» DATASET

####

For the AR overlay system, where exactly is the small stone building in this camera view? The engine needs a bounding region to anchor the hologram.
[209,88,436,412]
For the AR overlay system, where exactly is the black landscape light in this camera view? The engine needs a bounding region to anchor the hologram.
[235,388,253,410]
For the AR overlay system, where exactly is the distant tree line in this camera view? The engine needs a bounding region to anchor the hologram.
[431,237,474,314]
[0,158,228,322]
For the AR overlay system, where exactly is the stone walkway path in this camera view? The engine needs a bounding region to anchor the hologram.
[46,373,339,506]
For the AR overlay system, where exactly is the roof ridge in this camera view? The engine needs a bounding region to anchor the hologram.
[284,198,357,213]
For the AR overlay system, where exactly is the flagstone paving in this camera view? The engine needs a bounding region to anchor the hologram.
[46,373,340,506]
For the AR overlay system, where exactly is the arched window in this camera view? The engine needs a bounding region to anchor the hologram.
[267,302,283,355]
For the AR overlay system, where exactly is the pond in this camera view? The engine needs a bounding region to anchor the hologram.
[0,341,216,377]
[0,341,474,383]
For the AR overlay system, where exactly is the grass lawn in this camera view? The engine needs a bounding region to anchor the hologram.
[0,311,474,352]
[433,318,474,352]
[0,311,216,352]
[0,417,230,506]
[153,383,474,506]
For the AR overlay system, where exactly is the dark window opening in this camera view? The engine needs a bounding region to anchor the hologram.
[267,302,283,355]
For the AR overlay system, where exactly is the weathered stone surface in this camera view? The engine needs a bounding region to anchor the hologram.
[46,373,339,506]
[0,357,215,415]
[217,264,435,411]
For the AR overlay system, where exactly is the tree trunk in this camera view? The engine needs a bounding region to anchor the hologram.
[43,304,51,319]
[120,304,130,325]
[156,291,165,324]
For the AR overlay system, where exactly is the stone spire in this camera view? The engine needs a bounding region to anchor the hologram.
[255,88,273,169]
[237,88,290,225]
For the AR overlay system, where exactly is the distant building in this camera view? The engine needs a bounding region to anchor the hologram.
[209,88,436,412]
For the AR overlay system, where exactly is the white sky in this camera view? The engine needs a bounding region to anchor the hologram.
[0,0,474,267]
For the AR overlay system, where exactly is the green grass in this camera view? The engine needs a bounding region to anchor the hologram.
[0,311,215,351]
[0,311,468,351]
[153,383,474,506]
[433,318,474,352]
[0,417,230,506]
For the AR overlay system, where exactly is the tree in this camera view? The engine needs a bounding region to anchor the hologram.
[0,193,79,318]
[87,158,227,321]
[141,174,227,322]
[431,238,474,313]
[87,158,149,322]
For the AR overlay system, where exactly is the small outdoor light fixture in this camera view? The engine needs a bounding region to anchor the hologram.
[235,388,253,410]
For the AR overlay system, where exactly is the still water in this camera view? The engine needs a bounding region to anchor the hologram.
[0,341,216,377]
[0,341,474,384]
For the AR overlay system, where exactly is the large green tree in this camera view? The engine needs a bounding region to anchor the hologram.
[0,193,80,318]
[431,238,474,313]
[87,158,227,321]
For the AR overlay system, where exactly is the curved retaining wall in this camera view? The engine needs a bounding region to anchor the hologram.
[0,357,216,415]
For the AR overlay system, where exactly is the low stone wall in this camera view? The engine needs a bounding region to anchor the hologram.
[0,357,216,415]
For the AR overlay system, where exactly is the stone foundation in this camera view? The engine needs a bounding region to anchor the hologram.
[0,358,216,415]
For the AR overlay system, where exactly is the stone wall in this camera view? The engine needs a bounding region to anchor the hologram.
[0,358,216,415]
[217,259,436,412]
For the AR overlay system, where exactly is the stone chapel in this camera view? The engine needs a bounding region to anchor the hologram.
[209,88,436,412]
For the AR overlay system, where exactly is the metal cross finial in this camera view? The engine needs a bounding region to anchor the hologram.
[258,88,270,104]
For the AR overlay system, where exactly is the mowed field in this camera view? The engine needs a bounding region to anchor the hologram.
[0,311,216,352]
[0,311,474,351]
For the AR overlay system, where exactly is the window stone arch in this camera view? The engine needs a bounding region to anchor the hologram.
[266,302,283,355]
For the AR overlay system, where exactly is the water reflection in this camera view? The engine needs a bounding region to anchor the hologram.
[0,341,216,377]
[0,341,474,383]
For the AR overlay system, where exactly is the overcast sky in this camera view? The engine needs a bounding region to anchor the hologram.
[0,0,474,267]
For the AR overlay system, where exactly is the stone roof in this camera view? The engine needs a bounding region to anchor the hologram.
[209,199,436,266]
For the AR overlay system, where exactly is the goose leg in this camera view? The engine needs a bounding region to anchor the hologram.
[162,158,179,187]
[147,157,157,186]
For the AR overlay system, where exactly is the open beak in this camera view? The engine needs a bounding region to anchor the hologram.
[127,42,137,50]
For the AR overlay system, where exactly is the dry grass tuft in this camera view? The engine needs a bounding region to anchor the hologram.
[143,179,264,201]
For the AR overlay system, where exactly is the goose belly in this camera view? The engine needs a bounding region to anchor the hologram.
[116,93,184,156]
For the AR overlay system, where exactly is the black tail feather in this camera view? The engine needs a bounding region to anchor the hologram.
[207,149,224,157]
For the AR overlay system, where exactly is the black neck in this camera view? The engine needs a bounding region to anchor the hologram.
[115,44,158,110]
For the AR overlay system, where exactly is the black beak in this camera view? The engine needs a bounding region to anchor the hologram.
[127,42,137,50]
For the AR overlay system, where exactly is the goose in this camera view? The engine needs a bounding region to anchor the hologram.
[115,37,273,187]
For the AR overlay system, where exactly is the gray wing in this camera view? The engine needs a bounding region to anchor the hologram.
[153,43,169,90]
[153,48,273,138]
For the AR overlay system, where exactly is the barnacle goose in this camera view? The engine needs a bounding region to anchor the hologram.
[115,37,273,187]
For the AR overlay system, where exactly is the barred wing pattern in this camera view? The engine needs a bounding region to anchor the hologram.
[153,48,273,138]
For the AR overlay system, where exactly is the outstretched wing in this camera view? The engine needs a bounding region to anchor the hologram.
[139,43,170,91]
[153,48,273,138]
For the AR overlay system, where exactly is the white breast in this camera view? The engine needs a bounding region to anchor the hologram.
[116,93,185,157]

####

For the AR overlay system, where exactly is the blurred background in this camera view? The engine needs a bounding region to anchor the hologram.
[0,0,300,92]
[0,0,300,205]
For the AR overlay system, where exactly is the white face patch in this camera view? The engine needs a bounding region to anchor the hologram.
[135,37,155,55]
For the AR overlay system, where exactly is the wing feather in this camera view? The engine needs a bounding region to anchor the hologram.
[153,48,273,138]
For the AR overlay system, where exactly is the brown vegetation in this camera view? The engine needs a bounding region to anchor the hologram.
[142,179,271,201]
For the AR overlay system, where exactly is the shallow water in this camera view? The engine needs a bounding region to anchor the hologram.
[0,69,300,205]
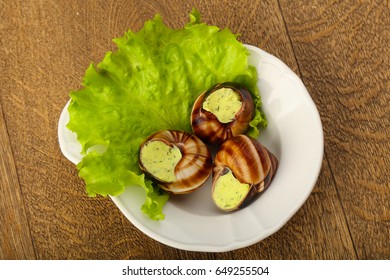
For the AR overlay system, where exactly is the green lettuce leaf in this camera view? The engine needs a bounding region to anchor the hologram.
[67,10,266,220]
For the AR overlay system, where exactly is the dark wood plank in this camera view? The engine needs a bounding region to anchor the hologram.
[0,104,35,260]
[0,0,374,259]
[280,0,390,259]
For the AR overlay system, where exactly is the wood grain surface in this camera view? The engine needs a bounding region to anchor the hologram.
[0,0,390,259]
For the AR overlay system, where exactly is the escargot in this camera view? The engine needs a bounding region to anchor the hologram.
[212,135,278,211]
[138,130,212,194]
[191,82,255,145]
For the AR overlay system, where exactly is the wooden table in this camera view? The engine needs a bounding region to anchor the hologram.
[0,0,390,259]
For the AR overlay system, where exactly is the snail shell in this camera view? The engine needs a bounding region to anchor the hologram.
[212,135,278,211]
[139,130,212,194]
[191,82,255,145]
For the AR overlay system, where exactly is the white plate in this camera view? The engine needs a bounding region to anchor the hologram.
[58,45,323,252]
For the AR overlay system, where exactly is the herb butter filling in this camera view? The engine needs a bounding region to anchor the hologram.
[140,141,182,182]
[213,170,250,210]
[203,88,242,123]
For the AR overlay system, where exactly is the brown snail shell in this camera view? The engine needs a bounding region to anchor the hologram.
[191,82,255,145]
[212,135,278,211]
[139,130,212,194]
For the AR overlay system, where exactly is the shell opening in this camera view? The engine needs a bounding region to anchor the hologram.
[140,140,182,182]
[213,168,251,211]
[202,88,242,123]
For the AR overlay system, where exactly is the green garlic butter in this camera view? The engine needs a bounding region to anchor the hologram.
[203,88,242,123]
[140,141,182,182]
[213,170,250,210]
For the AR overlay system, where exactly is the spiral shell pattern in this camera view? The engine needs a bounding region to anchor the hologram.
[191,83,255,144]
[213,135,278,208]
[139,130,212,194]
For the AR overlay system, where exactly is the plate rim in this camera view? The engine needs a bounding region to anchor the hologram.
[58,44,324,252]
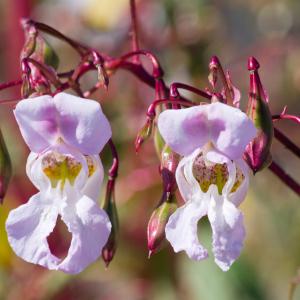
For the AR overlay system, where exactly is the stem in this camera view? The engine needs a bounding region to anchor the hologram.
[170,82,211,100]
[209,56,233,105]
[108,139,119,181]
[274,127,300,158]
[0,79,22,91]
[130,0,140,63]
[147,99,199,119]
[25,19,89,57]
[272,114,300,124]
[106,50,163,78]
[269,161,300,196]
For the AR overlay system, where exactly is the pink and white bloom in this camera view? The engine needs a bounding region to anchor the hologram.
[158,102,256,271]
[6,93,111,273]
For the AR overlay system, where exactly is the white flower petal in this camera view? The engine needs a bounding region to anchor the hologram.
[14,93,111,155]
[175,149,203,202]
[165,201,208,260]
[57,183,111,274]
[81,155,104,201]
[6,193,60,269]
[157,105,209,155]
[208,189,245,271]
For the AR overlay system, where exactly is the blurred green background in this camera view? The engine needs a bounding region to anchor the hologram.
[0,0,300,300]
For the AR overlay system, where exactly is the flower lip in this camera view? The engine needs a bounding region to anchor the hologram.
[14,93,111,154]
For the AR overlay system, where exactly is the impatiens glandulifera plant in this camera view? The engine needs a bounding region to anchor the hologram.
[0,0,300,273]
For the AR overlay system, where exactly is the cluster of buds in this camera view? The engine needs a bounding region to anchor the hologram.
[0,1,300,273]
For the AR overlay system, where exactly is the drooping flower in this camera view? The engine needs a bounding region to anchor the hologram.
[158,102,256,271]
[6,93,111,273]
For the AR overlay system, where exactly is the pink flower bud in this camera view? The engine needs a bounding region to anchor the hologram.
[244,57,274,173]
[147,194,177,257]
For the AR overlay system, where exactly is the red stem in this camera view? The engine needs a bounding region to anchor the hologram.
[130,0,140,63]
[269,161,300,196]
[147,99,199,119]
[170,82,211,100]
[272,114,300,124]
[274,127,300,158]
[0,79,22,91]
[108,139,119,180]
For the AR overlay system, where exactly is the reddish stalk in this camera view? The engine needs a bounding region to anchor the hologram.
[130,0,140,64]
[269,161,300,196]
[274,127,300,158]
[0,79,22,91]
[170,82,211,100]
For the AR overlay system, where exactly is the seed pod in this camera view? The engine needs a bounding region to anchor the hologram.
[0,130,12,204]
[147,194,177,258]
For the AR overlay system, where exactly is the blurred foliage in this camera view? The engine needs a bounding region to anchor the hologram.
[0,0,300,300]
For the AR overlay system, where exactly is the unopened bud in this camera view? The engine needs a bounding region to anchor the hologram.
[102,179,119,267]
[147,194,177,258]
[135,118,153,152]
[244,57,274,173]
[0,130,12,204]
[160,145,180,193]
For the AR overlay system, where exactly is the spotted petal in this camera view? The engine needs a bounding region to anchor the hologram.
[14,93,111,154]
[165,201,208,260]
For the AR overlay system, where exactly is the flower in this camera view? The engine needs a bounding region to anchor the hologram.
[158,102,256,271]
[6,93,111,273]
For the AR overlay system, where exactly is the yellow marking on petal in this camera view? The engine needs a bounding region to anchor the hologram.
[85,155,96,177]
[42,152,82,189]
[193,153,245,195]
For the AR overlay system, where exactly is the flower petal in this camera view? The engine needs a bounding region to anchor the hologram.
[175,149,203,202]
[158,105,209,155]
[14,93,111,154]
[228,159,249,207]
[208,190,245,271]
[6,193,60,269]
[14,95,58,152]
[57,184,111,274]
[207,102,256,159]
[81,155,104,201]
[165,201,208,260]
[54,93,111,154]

####

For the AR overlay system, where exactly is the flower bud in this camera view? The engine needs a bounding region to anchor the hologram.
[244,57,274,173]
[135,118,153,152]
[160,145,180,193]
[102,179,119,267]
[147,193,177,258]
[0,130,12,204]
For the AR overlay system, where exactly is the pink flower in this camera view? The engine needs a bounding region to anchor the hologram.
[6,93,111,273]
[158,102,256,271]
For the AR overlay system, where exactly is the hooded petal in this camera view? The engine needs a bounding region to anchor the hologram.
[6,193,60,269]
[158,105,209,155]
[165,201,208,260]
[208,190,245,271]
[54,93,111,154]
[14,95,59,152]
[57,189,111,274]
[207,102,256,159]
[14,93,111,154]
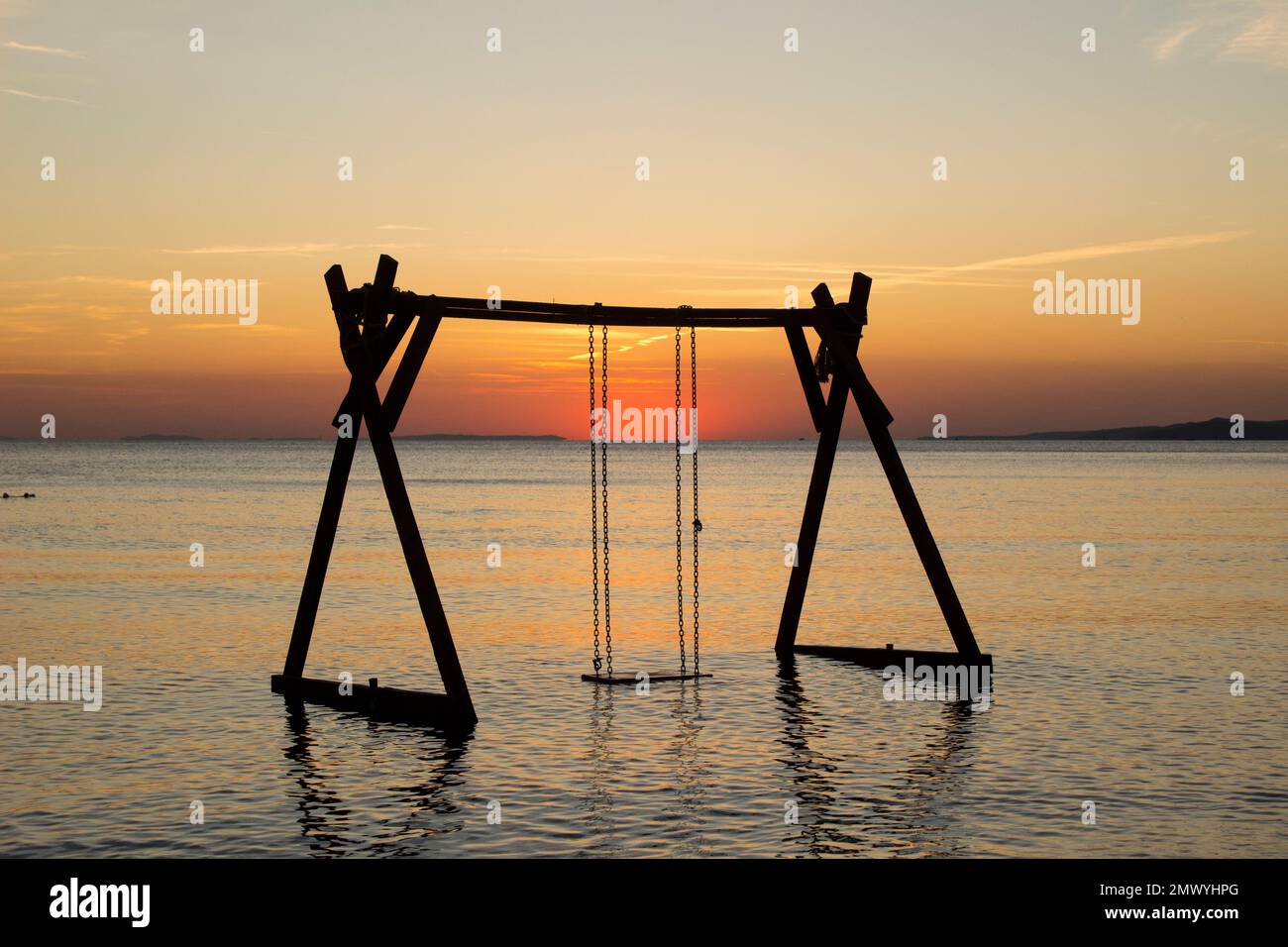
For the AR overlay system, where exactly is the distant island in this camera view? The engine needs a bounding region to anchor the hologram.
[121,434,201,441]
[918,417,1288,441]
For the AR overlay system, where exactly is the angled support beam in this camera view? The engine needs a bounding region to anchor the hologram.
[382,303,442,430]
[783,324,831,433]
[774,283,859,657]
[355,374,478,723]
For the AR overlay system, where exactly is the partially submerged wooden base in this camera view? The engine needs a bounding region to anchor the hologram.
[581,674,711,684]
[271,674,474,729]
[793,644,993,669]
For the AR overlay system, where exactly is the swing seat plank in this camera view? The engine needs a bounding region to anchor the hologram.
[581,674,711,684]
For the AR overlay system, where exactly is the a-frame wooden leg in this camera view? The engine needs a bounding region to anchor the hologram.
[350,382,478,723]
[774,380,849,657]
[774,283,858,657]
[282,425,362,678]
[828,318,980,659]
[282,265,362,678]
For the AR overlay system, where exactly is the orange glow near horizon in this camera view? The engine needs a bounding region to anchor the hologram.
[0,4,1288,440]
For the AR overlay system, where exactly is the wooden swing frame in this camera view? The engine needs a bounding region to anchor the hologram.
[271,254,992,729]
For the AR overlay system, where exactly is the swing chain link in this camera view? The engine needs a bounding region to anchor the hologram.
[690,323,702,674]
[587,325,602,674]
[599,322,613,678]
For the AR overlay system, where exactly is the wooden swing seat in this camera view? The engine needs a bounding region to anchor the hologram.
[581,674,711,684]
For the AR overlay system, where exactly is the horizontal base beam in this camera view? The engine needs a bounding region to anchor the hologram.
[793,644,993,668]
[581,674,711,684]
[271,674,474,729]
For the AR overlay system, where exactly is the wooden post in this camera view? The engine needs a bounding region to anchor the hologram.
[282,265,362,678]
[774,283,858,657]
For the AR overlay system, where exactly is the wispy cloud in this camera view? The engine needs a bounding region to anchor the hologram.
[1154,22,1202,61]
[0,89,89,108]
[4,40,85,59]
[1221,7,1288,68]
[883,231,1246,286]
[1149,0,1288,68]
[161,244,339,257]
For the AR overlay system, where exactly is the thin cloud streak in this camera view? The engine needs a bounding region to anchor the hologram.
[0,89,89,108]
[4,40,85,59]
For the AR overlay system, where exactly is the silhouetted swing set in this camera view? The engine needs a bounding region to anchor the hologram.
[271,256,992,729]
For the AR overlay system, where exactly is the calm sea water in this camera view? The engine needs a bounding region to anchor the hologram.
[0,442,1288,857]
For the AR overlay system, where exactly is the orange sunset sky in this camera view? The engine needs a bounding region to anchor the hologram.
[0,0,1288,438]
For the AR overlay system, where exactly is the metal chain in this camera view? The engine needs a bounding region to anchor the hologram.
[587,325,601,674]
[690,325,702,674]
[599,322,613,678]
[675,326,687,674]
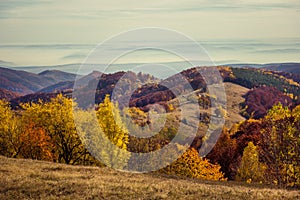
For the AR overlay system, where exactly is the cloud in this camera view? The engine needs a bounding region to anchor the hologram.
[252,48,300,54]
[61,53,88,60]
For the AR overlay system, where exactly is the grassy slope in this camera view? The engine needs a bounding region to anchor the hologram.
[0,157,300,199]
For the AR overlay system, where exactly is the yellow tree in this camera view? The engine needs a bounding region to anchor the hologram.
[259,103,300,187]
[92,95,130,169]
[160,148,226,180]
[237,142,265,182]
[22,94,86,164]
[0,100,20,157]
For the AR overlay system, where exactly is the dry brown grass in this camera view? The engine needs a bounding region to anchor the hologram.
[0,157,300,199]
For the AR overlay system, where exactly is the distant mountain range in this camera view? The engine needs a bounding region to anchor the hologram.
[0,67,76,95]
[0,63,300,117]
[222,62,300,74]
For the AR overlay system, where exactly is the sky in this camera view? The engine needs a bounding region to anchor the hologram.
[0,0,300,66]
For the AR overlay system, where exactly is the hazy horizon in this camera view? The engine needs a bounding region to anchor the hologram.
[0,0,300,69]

####

» PROMPT
Update the listing starting at the line containing "For the AR overlay system, where exactly is the green lettuce" and ending at the line containing "[202,88,242,123]" by replacing "bounding region" with "bounding box" throughout, leaving everything else unchanged, and give back only those lines.

» TASK RESULT
For the AR overlay system, where exactly is the green lettuce leaf in this camera view? The engine needs a bounding box to anchor the hologram.
[67,10,266,220]
For the AR overlay system, where exactly is the dark wood plank in this camera view? The engine needs a bounding box to anchor the hologram.
[0,104,35,260]
[0,0,374,259]
[280,0,390,259]
For the AR overlay system, where exactly is the wood grain surface in this camera view? The engine needs a bounding box to anchor the hologram.
[0,0,390,259]
For the AR overlay system, where exactly is the escargot in this camera view? The engine needs a bounding box to anchor the hologram.
[212,135,278,211]
[138,130,212,194]
[191,82,255,145]
For the AR overlay system, where exactly is the wooden table in this camera view? The engine needs a bounding box to anchor the hologram.
[0,0,390,259]
For the AR overlay system, where exactly is the snail shell in this camera view? The engine needs a bounding box to anchor the hologram.
[212,135,278,211]
[139,130,212,194]
[191,82,255,145]
For the AR overlay system, where exactly is the white plate in this camera view? The engine needs a bounding box to anchor the hologram.
[58,45,323,252]
For the AR overlay system, where exactly is the herb butter filling in this camera view? The engine needs a bounding box to anchor the hologram.
[140,141,182,182]
[213,170,250,210]
[203,88,242,123]
For the AR overlay system, where exactly is the brown snail shell in this camera view? The engine needs a bounding box to anchor the hologram.
[191,82,255,145]
[212,135,278,211]
[139,130,212,194]
For the AR overlay system, where exactly is the shell opening in this camera view? The engine needs a bounding box to anchor the hologram.
[140,140,182,182]
[213,168,251,211]
[202,88,242,123]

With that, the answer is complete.